What follows is a listing to be transcribed exactly.
#### Material for this task ####
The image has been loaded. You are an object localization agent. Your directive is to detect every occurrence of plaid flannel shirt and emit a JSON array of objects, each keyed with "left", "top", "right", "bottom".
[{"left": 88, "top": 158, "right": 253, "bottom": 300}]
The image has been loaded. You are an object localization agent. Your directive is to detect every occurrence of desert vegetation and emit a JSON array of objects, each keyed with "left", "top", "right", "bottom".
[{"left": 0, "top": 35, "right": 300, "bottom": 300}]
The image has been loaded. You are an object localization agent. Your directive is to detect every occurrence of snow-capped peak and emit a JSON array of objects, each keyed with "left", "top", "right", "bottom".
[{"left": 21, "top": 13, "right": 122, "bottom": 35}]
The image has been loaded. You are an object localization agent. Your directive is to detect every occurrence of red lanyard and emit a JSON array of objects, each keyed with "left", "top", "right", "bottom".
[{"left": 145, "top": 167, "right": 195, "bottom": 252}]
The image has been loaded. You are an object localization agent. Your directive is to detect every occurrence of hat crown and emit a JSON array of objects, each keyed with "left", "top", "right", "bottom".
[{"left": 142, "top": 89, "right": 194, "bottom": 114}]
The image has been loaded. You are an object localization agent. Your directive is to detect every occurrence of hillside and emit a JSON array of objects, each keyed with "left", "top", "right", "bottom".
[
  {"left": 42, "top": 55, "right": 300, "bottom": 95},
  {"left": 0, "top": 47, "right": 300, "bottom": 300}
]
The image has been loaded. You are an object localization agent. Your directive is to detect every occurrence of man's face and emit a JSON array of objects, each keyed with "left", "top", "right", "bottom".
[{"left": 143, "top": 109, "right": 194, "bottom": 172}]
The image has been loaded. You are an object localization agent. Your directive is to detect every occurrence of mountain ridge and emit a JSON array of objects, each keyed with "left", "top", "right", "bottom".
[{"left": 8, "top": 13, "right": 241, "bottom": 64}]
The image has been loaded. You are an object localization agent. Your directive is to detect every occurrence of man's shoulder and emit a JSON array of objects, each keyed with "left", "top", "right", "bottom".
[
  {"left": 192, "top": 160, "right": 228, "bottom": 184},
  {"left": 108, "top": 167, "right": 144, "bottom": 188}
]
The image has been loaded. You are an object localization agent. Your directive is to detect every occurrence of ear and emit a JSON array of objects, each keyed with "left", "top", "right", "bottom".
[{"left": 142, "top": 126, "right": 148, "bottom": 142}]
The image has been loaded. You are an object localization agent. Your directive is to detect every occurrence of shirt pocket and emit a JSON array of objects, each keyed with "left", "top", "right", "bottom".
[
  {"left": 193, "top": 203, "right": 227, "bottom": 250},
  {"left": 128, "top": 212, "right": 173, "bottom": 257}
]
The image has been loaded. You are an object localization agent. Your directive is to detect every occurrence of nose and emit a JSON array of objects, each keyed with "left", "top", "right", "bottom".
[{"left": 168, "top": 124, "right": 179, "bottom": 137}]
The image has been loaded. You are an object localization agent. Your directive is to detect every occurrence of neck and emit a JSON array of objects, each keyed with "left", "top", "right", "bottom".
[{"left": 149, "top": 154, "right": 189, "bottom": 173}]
####
> Answer to this task:
The image has been loaded. You are an object localization agent. Your directive is to detect every occurrence of plaid flannel shirt and emit a JSON array of objects, each keyed with "left", "top", "right", "bottom".
[{"left": 88, "top": 158, "right": 253, "bottom": 300}]
The image has been loaded. You are an object localization agent. Your directive is to detect every occurrence of desert vegetation and emit a JSON array of objects, each keyed with "left", "top", "right", "bottom".
[{"left": 0, "top": 35, "right": 300, "bottom": 300}]
The image has been loaded. You are an object localization agent. Your directive is to detect every occurrence of snow-capped peak and emit a JSON array of objects, each keyed with "left", "top", "right", "bottom".
[{"left": 21, "top": 13, "right": 122, "bottom": 35}]
The image has been loaded. You are an object localization agent. Your directive is to detect every occurrence of red lanyard and emit a JSON array of objects, each keyed with "left", "top", "right", "bottom".
[{"left": 145, "top": 167, "right": 195, "bottom": 252}]
The image has been loaded. You are an object localization agent. Your directive is to detect every occurrence of hat crown and emit a JSON array of objects, each keyed with "left", "top", "right", "bottom".
[{"left": 142, "top": 89, "right": 194, "bottom": 114}]
The image has been loaded. You are an object localization agent. Your directive is to detect every occurrence of hillside and emit a JSON array of objects, each keyed with "left", "top", "right", "bottom".
[
  {"left": 42, "top": 55, "right": 300, "bottom": 95},
  {"left": 0, "top": 47, "right": 300, "bottom": 300}
]
The image has been loaded. You are an object localization agent. Your directive is to detect every occurrence of man's face and emit a JSON array of objects, each keyed with "left", "top", "right", "bottom".
[{"left": 143, "top": 109, "right": 194, "bottom": 172}]
The image has been loaded. You are an object localization agent. Your directive is to detect every occurrence of mountain ridge and emit a JSON array of objects, each keyed with "left", "top", "right", "bottom".
[{"left": 8, "top": 13, "right": 241, "bottom": 64}]
The image has been loaded. You are an object localization agent. Your directive is to detect every occurrence of man's shoulder and emit a JSON array of objects, each keyed with "left", "top", "right", "bottom".
[
  {"left": 192, "top": 160, "right": 228, "bottom": 184},
  {"left": 108, "top": 167, "right": 144, "bottom": 188}
]
The image has been loaded. You are an object localization agent. Your directive is to detect every occurrence of ear and emit a JSON array of objects, each keyed with "left", "top", "right", "bottom".
[{"left": 142, "top": 126, "right": 148, "bottom": 142}]
The image has been loaded. You are an object localization agent. Your directive is to detect every occurrence of shirt pocket and emit a JSON array of objects, each keyed with "left", "top", "right", "bottom".
[
  {"left": 193, "top": 203, "right": 227, "bottom": 250},
  {"left": 128, "top": 212, "right": 173, "bottom": 257}
]
The image has been loaded. You are an object localization agent. Your directive is to detect every occurrence of nose and emit a JSON array of objects, each keyed with "left", "top", "right", "bottom".
[{"left": 168, "top": 124, "right": 179, "bottom": 137}]
The image has been loaded. You are an object localization agent. Your directive is to detect every occurrence of neck and emit a JSON array of objects, each keyed with "left", "top", "right", "bottom".
[{"left": 149, "top": 154, "right": 189, "bottom": 173}]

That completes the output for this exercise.